--- Rows of the dataset ---
— START —

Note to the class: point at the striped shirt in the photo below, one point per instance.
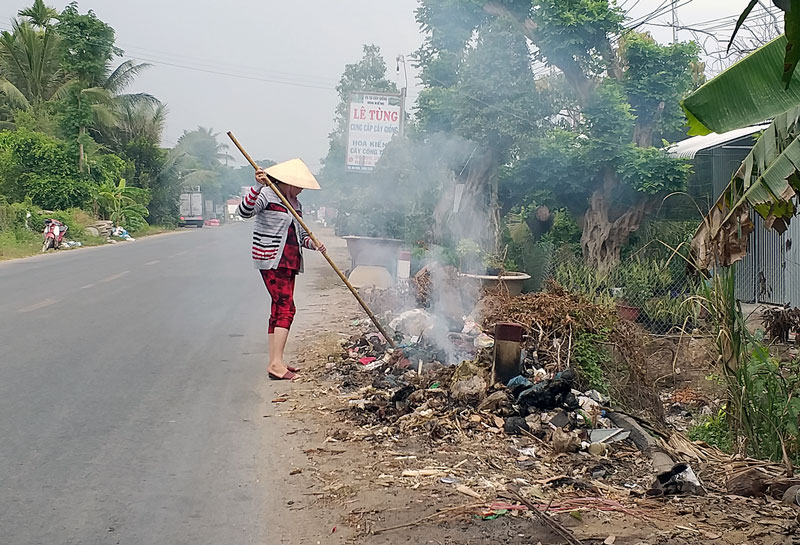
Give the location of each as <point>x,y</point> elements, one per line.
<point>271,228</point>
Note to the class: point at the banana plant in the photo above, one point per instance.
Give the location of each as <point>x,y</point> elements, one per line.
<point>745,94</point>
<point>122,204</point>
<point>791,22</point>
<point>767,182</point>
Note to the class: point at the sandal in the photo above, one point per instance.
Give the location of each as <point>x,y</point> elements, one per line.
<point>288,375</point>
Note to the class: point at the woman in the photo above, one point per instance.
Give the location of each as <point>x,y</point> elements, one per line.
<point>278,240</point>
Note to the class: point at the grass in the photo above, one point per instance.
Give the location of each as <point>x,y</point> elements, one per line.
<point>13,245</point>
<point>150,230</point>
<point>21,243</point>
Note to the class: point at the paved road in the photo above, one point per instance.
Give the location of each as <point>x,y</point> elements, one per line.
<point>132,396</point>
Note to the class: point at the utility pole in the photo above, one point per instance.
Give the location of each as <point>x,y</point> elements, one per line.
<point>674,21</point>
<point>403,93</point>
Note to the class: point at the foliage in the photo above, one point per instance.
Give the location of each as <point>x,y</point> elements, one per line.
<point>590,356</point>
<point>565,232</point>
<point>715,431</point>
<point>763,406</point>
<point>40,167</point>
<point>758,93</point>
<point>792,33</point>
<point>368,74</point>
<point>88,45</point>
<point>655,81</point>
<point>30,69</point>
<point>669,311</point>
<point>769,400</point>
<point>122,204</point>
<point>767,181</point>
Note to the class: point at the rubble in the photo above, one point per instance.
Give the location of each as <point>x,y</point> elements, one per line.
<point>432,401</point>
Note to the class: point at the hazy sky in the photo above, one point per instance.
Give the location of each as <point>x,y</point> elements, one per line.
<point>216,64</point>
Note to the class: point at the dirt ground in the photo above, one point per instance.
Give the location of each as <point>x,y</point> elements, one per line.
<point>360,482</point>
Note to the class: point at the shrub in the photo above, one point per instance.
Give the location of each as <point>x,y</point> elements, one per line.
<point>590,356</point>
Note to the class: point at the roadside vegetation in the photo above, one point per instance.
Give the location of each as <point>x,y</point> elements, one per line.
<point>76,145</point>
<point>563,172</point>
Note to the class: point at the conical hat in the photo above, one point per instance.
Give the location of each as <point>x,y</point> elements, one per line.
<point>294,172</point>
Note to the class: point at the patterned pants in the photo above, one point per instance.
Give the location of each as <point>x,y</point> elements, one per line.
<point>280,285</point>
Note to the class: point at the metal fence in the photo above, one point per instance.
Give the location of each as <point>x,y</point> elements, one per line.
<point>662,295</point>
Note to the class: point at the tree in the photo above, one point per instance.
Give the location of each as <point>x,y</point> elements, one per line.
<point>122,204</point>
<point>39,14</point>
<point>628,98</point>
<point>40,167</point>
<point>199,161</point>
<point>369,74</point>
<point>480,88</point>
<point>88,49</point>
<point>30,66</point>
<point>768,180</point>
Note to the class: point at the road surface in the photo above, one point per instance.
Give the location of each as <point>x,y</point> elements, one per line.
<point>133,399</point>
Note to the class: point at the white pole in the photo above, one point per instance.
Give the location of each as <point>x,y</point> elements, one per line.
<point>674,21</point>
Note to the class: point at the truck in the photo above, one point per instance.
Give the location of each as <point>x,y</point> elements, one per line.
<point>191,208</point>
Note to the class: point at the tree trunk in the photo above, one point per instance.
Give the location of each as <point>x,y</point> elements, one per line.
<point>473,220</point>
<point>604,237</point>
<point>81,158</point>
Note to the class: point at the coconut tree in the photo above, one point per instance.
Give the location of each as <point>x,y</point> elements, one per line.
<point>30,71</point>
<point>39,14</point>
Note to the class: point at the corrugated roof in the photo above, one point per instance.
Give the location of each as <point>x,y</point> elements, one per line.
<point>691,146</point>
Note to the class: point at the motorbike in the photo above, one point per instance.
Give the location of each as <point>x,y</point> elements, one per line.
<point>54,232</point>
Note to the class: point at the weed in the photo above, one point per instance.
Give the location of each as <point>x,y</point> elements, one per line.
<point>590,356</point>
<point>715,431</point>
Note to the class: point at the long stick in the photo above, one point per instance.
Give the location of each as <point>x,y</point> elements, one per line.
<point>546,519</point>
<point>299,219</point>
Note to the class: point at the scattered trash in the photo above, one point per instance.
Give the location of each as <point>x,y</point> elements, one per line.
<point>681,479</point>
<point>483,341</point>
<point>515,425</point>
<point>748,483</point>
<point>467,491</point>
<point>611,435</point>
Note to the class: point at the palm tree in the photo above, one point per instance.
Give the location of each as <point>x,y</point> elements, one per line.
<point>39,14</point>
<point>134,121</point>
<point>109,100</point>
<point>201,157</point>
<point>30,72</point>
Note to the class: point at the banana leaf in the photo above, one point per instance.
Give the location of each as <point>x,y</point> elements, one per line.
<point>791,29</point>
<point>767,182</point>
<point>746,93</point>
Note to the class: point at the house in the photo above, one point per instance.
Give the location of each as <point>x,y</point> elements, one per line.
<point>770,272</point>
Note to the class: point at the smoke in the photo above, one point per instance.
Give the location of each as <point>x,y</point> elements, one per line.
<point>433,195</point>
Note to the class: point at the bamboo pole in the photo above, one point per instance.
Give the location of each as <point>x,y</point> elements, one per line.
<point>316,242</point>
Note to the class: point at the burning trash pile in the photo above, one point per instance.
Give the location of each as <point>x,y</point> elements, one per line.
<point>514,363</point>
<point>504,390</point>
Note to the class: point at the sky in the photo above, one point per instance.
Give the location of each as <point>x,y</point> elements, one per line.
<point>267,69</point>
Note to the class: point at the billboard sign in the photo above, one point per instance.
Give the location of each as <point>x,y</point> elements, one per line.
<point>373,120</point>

— END —

--- Exercise ---
Reproduce the records from the line with "Note to the class: point at the utility" to the line with "<point>767,181</point>", both lines included and the requests kept, scaling every point coordinate in the answers by 1.8 and rounding each result to a whole number, with halves rounded up. Leave the numbers in the requests and in their format sample unchanged.

--- Exercise solution ---
Note to the class: point at the utility pole in the photo above, one point per instance.
Give the location of each as <point>x,y</point> elements, one per line.
<point>1213,38</point>
<point>725,167</point>
Note to the class: point at the foliage in the photo above, one point per instance.
Give the location of each as <point>x,y</point> elements, one per line.
<point>1062,641</point>
<point>1017,418</point>
<point>1287,776</point>
<point>1373,731</point>
<point>72,301</point>
<point>1364,167</point>
<point>1426,59</point>
<point>662,133</point>
<point>158,81</point>
<point>1179,146</point>
<point>54,124</point>
<point>1204,560</point>
<point>1384,720</point>
<point>220,367</point>
<point>1381,326</point>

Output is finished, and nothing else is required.